=== Begin Enclosure ===

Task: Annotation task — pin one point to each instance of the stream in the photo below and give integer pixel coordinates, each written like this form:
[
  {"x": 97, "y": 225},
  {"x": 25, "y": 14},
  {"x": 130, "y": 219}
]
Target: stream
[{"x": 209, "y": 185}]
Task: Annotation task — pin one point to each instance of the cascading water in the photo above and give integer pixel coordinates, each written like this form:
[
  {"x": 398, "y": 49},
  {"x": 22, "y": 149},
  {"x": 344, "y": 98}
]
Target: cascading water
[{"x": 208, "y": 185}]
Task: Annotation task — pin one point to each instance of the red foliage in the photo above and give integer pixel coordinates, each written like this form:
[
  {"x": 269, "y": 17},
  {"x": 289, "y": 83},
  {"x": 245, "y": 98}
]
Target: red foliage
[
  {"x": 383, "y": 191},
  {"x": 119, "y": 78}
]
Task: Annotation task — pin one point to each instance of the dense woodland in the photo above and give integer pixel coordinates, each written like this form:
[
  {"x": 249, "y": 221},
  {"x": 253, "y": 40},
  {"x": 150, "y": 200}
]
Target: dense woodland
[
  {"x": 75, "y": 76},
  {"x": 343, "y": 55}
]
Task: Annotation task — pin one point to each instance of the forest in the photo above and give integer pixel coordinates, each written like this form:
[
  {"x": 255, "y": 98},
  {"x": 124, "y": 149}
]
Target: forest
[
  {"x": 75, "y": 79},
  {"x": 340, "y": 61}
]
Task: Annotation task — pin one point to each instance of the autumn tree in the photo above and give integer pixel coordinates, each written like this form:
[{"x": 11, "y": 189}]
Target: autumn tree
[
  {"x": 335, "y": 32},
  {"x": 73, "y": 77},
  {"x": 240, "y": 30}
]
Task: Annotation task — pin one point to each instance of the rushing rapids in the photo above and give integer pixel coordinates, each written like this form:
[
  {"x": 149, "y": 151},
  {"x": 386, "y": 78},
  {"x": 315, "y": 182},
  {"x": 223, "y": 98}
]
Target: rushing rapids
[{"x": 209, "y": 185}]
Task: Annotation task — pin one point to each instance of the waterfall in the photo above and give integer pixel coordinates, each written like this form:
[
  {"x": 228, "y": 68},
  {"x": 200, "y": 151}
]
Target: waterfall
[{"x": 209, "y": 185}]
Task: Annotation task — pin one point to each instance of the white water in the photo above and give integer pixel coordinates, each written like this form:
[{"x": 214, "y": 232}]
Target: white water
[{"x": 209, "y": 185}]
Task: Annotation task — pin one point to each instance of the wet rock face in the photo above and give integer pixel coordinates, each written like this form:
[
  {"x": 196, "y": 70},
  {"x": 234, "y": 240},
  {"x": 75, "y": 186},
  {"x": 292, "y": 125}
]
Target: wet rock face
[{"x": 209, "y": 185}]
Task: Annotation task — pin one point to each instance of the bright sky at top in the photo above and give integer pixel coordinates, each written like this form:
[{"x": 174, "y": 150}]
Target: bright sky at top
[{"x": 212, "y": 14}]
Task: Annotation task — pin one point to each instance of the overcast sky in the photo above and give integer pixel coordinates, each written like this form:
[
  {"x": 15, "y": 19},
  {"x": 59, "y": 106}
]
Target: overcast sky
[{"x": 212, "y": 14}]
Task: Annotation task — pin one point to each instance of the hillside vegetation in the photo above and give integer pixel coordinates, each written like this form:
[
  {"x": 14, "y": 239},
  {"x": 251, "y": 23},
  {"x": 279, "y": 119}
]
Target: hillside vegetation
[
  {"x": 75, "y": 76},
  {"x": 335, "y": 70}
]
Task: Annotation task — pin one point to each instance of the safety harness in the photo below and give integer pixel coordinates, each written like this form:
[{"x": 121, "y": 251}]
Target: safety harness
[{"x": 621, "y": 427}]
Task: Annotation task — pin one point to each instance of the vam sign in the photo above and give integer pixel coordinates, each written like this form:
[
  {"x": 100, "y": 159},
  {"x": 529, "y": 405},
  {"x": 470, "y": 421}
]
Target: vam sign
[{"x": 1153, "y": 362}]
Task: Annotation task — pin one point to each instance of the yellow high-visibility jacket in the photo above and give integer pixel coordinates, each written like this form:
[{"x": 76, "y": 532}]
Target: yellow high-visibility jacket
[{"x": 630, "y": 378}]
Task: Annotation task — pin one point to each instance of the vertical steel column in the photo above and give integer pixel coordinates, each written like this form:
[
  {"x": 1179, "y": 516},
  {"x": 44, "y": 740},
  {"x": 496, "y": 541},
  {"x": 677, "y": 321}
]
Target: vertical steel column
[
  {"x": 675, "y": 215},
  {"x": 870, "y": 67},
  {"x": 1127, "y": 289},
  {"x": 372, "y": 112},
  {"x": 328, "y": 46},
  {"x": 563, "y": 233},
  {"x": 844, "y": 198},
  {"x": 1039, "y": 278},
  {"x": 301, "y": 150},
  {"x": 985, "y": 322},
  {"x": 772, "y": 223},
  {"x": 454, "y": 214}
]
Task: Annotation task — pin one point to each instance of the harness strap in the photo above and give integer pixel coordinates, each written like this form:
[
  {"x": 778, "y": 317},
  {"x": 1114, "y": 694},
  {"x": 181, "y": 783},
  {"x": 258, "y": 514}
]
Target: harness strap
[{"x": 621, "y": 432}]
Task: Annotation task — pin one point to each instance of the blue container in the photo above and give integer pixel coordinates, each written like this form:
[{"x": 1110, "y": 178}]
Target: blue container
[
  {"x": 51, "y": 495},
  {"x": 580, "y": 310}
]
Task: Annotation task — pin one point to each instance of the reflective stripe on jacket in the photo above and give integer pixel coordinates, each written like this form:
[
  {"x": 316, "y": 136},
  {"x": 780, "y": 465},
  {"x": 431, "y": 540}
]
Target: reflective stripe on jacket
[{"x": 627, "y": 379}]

=== End Enclosure ===

● **Your objective**
Count each line of the material that includes the string "below", then give only the total.

● **Output of the task**
2